■ Image annotation data
----

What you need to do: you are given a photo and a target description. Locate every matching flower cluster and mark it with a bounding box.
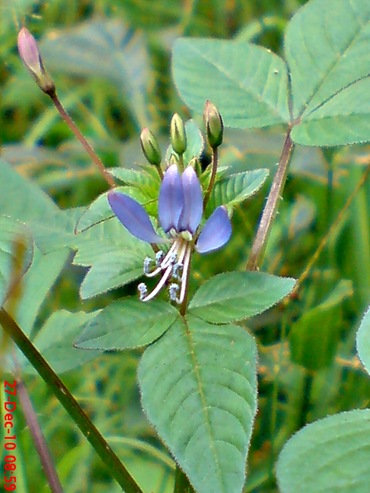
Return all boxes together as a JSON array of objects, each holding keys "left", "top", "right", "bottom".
[{"left": 108, "top": 164, "right": 231, "bottom": 304}]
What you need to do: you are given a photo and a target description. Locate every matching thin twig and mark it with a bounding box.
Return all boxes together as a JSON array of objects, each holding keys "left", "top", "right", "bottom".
[
  {"left": 17, "top": 379, "right": 63, "bottom": 493},
  {"left": 246, "top": 126, "right": 294, "bottom": 270},
  {"left": 0, "top": 308, "right": 143, "bottom": 493}
]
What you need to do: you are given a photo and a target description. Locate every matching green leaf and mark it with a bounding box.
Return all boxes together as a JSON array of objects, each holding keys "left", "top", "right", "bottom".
[
  {"left": 15, "top": 247, "right": 70, "bottom": 335},
  {"left": 109, "top": 165, "right": 160, "bottom": 190},
  {"left": 289, "top": 280, "right": 353, "bottom": 370},
  {"left": 75, "top": 192, "right": 114, "bottom": 234},
  {"left": 75, "top": 297, "right": 178, "bottom": 351},
  {"left": 41, "top": 19, "right": 148, "bottom": 126},
  {"left": 285, "top": 0, "right": 370, "bottom": 146},
  {"left": 0, "top": 216, "right": 33, "bottom": 307},
  {"left": 356, "top": 307, "right": 370, "bottom": 374},
  {"left": 173, "top": 38, "right": 289, "bottom": 128},
  {"left": 138, "top": 316, "right": 257, "bottom": 493},
  {"left": 207, "top": 169, "right": 269, "bottom": 212},
  {"left": 22, "top": 310, "right": 101, "bottom": 373},
  {"left": 277, "top": 409, "right": 370, "bottom": 493},
  {"left": 189, "top": 272, "right": 295, "bottom": 324},
  {"left": 73, "top": 210, "right": 153, "bottom": 299}
]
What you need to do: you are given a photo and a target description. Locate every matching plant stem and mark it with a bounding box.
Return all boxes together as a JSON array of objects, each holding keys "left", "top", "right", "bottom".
[
  {"left": 203, "top": 147, "right": 218, "bottom": 210},
  {"left": 17, "top": 379, "right": 63, "bottom": 493},
  {"left": 48, "top": 91, "right": 116, "bottom": 188},
  {"left": 173, "top": 466, "right": 194, "bottom": 493},
  {"left": 0, "top": 308, "right": 143, "bottom": 493},
  {"left": 246, "top": 126, "right": 294, "bottom": 270}
]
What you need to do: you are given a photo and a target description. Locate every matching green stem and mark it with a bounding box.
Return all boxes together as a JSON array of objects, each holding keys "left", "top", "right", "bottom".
[
  {"left": 173, "top": 466, "right": 194, "bottom": 493},
  {"left": 246, "top": 126, "right": 294, "bottom": 270},
  {"left": 48, "top": 91, "right": 116, "bottom": 188},
  {"left": 0, "top": 308, "right": 143, "bottom": 493},
  {"left": 203, "top": 147, "right": 218, "bottom": 210}
]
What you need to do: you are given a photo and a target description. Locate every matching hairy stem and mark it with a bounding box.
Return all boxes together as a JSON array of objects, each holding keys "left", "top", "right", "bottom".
[
  {"left": 0, "top": 308, "right": 143, "bottom": 493},
  {"left": 173, "top": 466, "right": 194, "bottom": 493},
  {"left": 246, "top": 126, "right": 294, "bottom": 270},
  {"left": 17, "top": 380, "right": 63, "bottom": 493},
  {"left": 48, "top": 91, "right": 116, "bottom": 188}
]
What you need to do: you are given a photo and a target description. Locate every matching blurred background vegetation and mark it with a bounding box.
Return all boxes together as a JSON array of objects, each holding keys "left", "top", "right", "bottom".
[{"left": 0, "top": 0, "right": 370, "bottom": 493}]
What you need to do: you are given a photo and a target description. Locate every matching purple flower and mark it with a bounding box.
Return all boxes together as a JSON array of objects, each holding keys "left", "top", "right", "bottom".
[{"left": 108, "top": 164, "right": 231, "bottom": 303}]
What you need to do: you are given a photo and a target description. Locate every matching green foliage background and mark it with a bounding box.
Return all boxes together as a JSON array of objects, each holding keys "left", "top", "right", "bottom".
[{"left": 0, "top": 0, "right": 370, "bottom": 493}]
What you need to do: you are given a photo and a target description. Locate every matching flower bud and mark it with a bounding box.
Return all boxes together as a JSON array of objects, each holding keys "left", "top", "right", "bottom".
[
  {"left": 140, "top": 128, "right": 162, "bottom": 166},
  {"left": 170, "top": 113, "right": 186, "bottom": 156},
  {"left": 203, "top": 101, "right": 224, "bottom": 149},
  {"left": 18, "top": 27, "right": 55, "bottom": 95}
]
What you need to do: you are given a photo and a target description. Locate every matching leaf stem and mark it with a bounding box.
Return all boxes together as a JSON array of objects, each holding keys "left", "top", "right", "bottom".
[
  {"left": 246, "top": 125, "right": 294, "bottom": 270},
  {"left": 48, "top": 91, "right": 116, "bottom": 188},
  {"left": 0, "top": 308, "right": 143, "bottom": 493}
]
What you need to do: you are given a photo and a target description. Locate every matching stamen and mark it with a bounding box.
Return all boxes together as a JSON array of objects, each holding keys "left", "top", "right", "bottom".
[
  {"left": 172, "top": 262, "right": 183, "bottom": 281},
  {"left": 178, "top": 243, "right": 192, "bottom": 305},
  {"left": 161, "top": 238, "right": 179, "bottom": 269},
  {"left": 140, "top": 265, "right": 172, "bottom": 301},
  {"left": 143, "top": 257, "right": 153, "bottom": 276},
  {"left": 155, "top": 250, "right": 164, "bottom": 267}
]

----

■ Exercise requirements
Show each line in the rows above that contains the word "green", copying every such line in full.

■ Task output
What you need to do: you are given a photo and a target description. Locate every matching green leaf and mark it with a bounding box.
What you need to do: you are given a photo and a target description. Locate every matching green stem and mark it with a bounding box.
What you need to do: you are given a photo and a target description. Locate every matching green foliage background and mark it with a bounding box.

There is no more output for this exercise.